# Dipsey line



## fishforfun (Apr 9, 2005)

What line do most run braid or mono ? I have power pro 30 on two rods. Thinking of putting 25 lb big game on the other two. So I can use the depth chart on the package. I just started trolling with them in the centra basin . Plus still trying to get them adjusted to release. So does the fish usually trip them or do you have too? I am using number 1 dipsey with harnesses I make. I go out of Geneva sometimes conny. So so long winded.


----------



## Toad13 (Aug 8, 2014)

We run braid. No stretch helps trip the dipsy. Most of the time if set right the fish should trip them. Sometimes with a small fish they won't


----------



## marcbodi (Apr 12, 2004)

fishforfun said:


> What line do most run braid or mono ? I have power pro 30 on two rods. Thinking of putting 25 lb big game on the other two. So I can use the depth chart on the package. I just started trolling with them in the centra basin . Plus still trying to get them adjusted to release. So does the fish usually trip them or do you have too? I am using number 1 dipsey with harnesses I make. I go out of Geneva sometimes conny. So so long winded.


Run 30 lb braid.set for fish to trip.If not tripped you can tell if fish is on with braid than Mono.(Trick is too really pay attention to your rods and really be able to read them.)


----------



## marcbodi (Apr 12, 2004)

marcbodi said:


> Run 30 lb braid.set for fish to trip.If not tripped you can tell if fish is on with braid than Mono.(Trick is too really pay attention to your rods and really be able to read them.)

▶ _Records shown_:
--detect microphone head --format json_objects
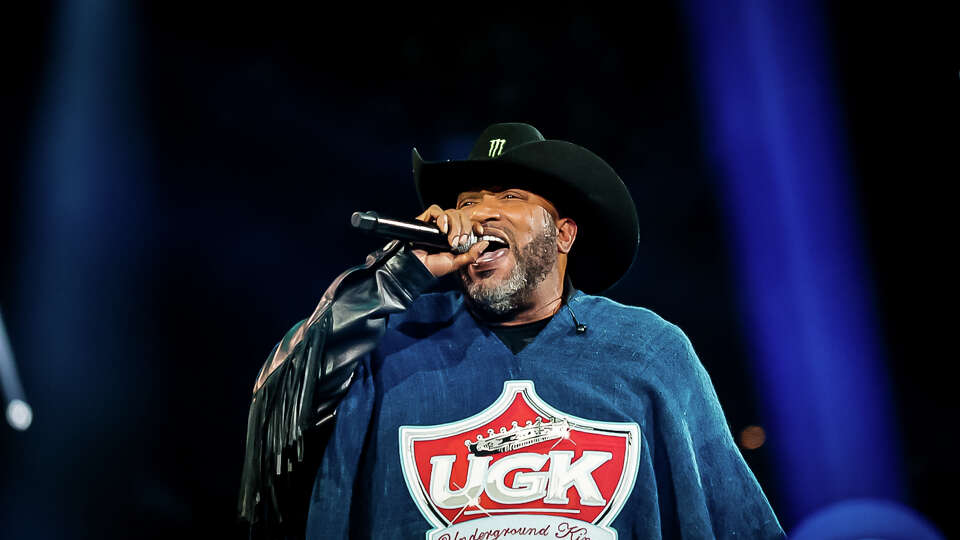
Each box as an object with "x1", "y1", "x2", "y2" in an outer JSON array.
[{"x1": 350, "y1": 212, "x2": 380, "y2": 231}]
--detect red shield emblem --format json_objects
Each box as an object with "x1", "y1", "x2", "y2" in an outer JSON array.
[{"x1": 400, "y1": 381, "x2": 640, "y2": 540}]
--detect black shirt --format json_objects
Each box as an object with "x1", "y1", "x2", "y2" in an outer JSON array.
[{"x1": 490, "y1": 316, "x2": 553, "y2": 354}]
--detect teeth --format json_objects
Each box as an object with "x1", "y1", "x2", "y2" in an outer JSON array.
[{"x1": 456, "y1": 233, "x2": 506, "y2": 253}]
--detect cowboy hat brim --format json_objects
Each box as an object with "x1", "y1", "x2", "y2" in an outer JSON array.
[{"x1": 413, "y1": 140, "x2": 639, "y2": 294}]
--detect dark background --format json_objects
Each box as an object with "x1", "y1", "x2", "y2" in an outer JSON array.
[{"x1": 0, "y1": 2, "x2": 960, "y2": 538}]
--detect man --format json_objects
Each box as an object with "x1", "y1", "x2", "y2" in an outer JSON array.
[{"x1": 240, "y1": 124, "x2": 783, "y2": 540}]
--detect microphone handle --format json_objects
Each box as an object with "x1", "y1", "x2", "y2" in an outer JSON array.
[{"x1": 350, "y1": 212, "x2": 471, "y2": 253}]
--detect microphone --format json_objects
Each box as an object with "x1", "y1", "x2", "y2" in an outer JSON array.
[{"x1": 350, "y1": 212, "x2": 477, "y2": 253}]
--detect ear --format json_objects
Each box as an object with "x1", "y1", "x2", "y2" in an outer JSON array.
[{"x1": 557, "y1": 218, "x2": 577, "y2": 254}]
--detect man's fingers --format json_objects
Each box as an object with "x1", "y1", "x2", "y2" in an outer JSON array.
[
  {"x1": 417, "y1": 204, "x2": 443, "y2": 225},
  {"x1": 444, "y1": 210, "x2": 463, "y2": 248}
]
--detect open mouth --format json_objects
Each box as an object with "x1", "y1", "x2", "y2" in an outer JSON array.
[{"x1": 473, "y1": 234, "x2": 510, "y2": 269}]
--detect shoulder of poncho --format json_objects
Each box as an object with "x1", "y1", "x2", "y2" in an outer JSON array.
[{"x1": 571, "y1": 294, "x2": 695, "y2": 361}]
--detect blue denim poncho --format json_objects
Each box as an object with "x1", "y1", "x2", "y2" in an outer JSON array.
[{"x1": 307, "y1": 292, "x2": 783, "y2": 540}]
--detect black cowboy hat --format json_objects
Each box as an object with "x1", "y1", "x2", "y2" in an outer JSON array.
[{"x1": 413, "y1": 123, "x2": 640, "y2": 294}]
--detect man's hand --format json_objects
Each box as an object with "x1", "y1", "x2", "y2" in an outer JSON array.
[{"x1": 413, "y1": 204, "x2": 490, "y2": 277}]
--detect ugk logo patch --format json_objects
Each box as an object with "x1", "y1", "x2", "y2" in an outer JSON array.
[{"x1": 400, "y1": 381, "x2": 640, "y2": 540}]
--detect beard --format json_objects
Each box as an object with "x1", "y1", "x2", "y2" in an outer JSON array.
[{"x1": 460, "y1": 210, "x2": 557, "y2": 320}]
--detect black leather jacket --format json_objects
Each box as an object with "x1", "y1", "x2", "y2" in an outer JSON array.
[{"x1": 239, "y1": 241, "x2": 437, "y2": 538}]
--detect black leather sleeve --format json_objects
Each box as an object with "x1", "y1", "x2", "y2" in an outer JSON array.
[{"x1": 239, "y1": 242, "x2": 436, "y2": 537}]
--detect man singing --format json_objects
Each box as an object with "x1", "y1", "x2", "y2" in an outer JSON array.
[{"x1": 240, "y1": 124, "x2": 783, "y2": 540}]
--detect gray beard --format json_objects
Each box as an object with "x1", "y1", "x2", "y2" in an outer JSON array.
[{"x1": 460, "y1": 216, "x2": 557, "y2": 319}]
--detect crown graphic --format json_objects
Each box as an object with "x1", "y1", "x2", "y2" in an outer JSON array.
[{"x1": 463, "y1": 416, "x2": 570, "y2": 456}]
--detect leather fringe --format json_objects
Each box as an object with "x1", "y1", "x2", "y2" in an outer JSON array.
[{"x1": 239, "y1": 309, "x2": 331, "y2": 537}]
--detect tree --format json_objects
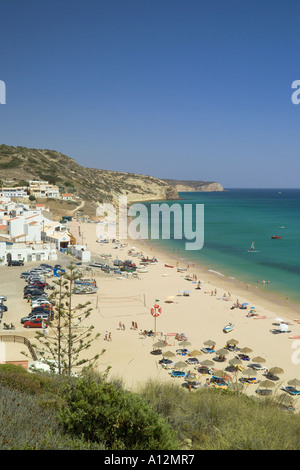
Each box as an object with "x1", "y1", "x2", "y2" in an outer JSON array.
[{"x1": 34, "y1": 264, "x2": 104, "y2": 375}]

▶ _Required tasks_:
**1)** Show every line of the rows that contains the string "beard", treating uppercase and lowercase letters as distinct.
**2)** Proceed with the thread on dipsy diver line, picking up from the point where it stops.
The thread on dipsy diver line and the rows are unrelated bodies of material.

▶ _Answers for the exercise_:
**1)**
--detect beard --format json_objects
--detect gray beard --format json_objects

**2)**
All rods should be set the same with line and reading on the counter.I have 4 and 1 took one and set it up to read 150 ft out.Checked length of line with a Shakespere line counter and made all 4 rods the same.Have been fishing and a guy is killing them at 150 ft out and I don,t get anything at 150 ft out .Check his with a Shakespere counter and it reads 140 out,Set mine at 140 and fish on.Depth and speed are Crucial however with the speed in the boat for everyone you are down to the same depth for everyone.This method as worked for me and knowing that all rods are the same gives me complete confidence,


----------



## sherman51 (Apr 12, 2011)

you are better off to run braid for divers as mono has so much stretch its hard to get the diver to trip with mono. most use a mono backing then 30# braid for there main line. the mono backing keep the braid from slipping on the spool. its best to use the same brand and size reels for running divers. as one brands counter might not match another brand or size.
sherman


----------



## fishforfun (Apr 9, 2005)

Thanks all


----------



## tomb (Oct 9, 2004)

Don't expect all the little fish swimming around now to trip the dipsy. Your going to have to really pay attention for those.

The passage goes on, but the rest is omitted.